## Activity list
A - In the article about Margo Howard's memoir, what company did her father found?
B - Quote the article about Margo Howard's memoir, from the part that opens with the words containing "When your mother" and closes with "along the way.".
C - Write what comes next in the article about Margo Howard's memoir, picking up right after its last sentence.

When your mother is the world’s most famous advice columnist, you wouldn’t think you’d have to learn any lesson the hard way. But Margo Howard — daughter of the late Ann Landers and the niece of Landers’ twin sister Dear Abby (nee Esther and Pauline Friedman) — had to marry four times before she finally felt she’d gotten it right.
In her new book, “Eat, Drink and Remarry: Confessions of a Serial Wife,” the 74-year-old Howard, a Jewish former journalist and Slate’s former “Dear Prudence” advice columnist, details her matrimonial history and the adventures and lessons learned along the way.
One lesson she didn’t need to learn was thrift: Thanks to her high-profile parents (her father, Julius Lederer, founded Budget Rent-A-Car) and high-earning hubbies (hotel investor, funeral director, actor/TV star and heart surgeon), money has never been a concern. The book includes abundant descriptions of Rolls-Royces, boarding schools for her three kids (from marriage No. 1), live-in nannies, swanky vacations and celebrity-studded social gatherings.

Entries drawn from a collection:
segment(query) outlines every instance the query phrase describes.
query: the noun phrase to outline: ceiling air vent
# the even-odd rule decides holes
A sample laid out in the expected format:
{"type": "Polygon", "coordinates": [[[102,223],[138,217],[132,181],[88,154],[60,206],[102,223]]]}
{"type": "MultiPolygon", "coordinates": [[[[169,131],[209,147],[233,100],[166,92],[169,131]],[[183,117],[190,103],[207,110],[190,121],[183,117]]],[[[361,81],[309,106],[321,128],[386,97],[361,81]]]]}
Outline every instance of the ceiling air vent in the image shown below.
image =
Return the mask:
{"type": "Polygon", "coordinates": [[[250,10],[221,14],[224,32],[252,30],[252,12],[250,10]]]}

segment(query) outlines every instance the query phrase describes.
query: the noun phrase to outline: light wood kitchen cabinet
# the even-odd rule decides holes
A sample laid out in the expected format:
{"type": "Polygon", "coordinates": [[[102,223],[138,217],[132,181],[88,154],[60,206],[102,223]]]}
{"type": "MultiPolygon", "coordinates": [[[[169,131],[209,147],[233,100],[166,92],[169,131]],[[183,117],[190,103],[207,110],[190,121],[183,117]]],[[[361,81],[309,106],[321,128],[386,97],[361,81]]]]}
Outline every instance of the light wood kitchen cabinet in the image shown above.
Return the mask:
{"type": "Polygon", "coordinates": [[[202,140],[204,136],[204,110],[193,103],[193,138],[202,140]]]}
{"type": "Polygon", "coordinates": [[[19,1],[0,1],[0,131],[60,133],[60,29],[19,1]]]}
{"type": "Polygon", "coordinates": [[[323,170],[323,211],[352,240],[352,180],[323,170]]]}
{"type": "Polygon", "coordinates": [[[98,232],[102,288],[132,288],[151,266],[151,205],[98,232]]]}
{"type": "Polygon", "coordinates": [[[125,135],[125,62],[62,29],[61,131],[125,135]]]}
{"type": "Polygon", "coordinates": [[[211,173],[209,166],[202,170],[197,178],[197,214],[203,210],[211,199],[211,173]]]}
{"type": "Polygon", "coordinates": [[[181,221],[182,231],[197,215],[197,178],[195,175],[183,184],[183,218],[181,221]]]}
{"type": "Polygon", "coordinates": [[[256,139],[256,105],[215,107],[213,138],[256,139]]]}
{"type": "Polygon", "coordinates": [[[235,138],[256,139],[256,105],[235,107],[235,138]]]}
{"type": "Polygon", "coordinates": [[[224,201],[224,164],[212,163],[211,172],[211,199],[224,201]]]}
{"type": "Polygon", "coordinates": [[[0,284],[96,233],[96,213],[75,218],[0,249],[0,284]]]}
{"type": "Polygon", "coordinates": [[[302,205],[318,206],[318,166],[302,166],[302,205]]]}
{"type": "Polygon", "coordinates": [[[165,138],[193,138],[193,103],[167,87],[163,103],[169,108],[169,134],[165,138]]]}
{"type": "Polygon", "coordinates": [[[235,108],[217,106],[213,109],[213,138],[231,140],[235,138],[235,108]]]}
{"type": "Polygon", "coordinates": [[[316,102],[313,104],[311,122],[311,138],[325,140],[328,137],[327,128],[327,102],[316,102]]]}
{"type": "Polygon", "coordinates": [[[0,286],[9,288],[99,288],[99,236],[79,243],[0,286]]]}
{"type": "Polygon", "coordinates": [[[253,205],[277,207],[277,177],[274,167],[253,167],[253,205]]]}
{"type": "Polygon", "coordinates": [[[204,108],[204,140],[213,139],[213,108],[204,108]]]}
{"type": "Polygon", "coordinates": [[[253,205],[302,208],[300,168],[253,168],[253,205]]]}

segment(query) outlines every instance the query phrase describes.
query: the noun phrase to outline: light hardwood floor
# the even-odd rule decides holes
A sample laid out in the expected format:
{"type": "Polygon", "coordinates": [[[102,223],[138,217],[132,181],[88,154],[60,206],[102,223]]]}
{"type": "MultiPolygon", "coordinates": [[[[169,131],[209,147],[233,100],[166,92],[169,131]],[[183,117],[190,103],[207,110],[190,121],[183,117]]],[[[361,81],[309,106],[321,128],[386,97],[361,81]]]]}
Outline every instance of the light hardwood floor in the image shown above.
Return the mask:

## Answer list
A - Budget Rent-A-Car.

B -
When your mother is the world’s most famous advice columnist, you wouldn’t think you’d have to learn any lesson the hard way. But Margo Howard — daughter of the late Ann Landers and the niece of Landers’ twin sister Dear Abby (nee Esther and Pauline Friedman) — had to marry four times before she finally felt she’d gotten it right.
In her new book, “Eat, Drink and Remarry: Confessions of a Serial Wife,” the 74-year-old Howard, a Jewish former journalist and Slate’s former “Dear Prudence” advice columnist, details her matrimonial history and the adventures and lessons learned along the way.

C -
The memoir contains plenty of Yiddish phrasing and some Jewish revelations — like how her famous mother had long dreamed of her marrying a Jewish doctor.
Howard — the surname comes from her third (and only non-Jewish) husband — spoke with JTA by phone from her Cambridge, Mass., home the day before Yom Kippur.
JTA: I noticed three of your four husbands were Jewish. Was that a conscious decision? Did you care whether or not you married a Jew?
Howard: In college [at Brandeis] I was allowed to date only Jewish boys. Mother said there was no reason to introduce difference and difficulty into a marriage. I was given an order, and we were so close that I was obeying that — at least until I got fixed up with Aga Khan, who was at Harvard. I said I was fixed up with an exchange student at Harvard. His name is Khan. What do you think?
The interesting thing about husband No. 3 — Ken Howard — my mother was crazy about him. That caused her to change her view professionally that you should not marry out. She decided that if the people were not too invested in their religion — and we are cultural Jews — if you talked about it first and it didn’t make a problem, it was OK.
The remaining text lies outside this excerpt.